__WHAT TO DO__.
**A)** Decide whether each statement below agrees with the excerpt on joint distributions. Answer yes or no for each, and quote the words of the excerpt that decide it.
(i) The marginal distributions are found by multiplying across the rows and columns.
(ii) The joint PDF in the continuous example is shown to be valid by checking that it is non-negative and integrates to 1.
(iii) In the continuous example, the support of the joint distribution is a rectangular region.
**B)** From the excerpt on joint distributions, retype the passage starting with "Example 1.24 Consider" and going on through "and \(0 < y < x\).".

-- START OF SELECTED EXTRACT --

The joint PMF is given by:

  • \(f_{X_1,Z}(0,0)=P(X_1=0, Z=0) = P(\{TH\}) = 0.4\)
  • \(f_{X_1,Z}(0,1)=P(X_1=0, Z=1) = P(\{TT\}) = 0.1\)
  • \(f_{X_1,Z}(1,0)=P(X_1=1, Z=0) = P(\{HT\}) = 0.2\)
  • \(f_{X_1,Z}(1,1)=P(X_1=1, Z=1) = P(\{HH\}) = 0.3\)

The marginal distributions of \(X_1\) and \(Z\) can be obtained by summing over the rows and columns respectively:

\[ f_{X_1}(x_1) = \sum_{z\in\{0,1\}} f_{X_1,Z}(x_1,z)= \begin{cases} f_{X_1,Z}(0,0) + f_{X_1,Z}(0,1) = 0.4 + 0.1=0.5 & \text{if } x_1 = 0 \\ f_{X_1,Z}(1,0) + f_{X_1,Z}(1,1) = 0.2 + 0.3=0.5 & \text{if } x_1 = 1 \\ 0 & \text{otherwise} \end{cases} \]

\[ f_Z(z)= \sum_{x_1\in\{0,1\}} f_{X_1,Z}(x_1,z)= \begin{cases} f_{X_1,Z}(0,0) + f_{X_1,Z}(1,0) = 0.4 + 0.2 =0.6 & \text{if } z = 0 \\ f_{X_1,Z}(0,1) + f_{X_1,Z}(1,1) = 0.1 + 0.3 = 0.4 & \text{if } z = 1 \\ 0 & \text{otherwise} \end{cases} \]

TipExamples of joint continuous Distribution

Example 1.24 Consider two continuous random variables \(X\) and \(Y\) with the joint PDF given by: \[ f_{X,Y}(x,y) = \begin{cases} 2 & \text{if } 0 < x < 1 \text{ and } 0 < y < x \\ 0 & \text{otherwise} \end{cases} \]

We can verify that this is a valid joint PDF by checking that it is non-negative and integrates to 1 over the entire plane: \[ \int_{-\infty}^{\infty} \int_{-\infty}^{\infty} f_{X,Y}(x,y) \, dy \, dx = \int_0^1 \int_0^x 2 \, dy \, dx = \int_0^1 2x \, dx = 1 \] The support of the joint distribution is the triangular region in the \(xy\)-plane where \(0 < x < 1\) and \(0 < y < x\).

-- END OF SELECTED EXTRACT --
-- START OF SUPPLIED INFORMATION --

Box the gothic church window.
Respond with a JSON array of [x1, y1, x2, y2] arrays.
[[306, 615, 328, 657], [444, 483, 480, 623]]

-- END OF SUPPLIED INFORMATION --

__RESULTS FOR EACH TASK__.
**A)**
(i) No: "can be obtained by summing over the rows and columns respectively"
(ii) Yes: "checking that it is non-negative and integrates to 1 over the entire plane"
(iii) No: "The support of the joint distribution is the triangular region"

**B)**
Example 1.24 Consider two continuous random variables \(X\) and \(Y\) with the joint PDF given by: \[ f_{X,Y}(x,y) = \begin{cases} 2 & \text{if } 0 < x < 1 \text{ and } 0 < y < x \\ 0 & \text{otherwise} \end{cases} \]

We can verify that this is a valid joint PDF by checking that it is non-negative and integrates to 1 over the entire plane: \[ \int_{-\infty}^{\infty} \int_{-\infty}^{\infty} f_{X,Y}(x,y) \, dy \, dx = \int_0^1 \int_0^x 2 \, dy \, dx = \int_0^1 2x \, dx = 1 \] The support of the joint distribution is the triangular region in the \(xy\)-plane where \(0 < x < 1\) and \(0 < y < x\).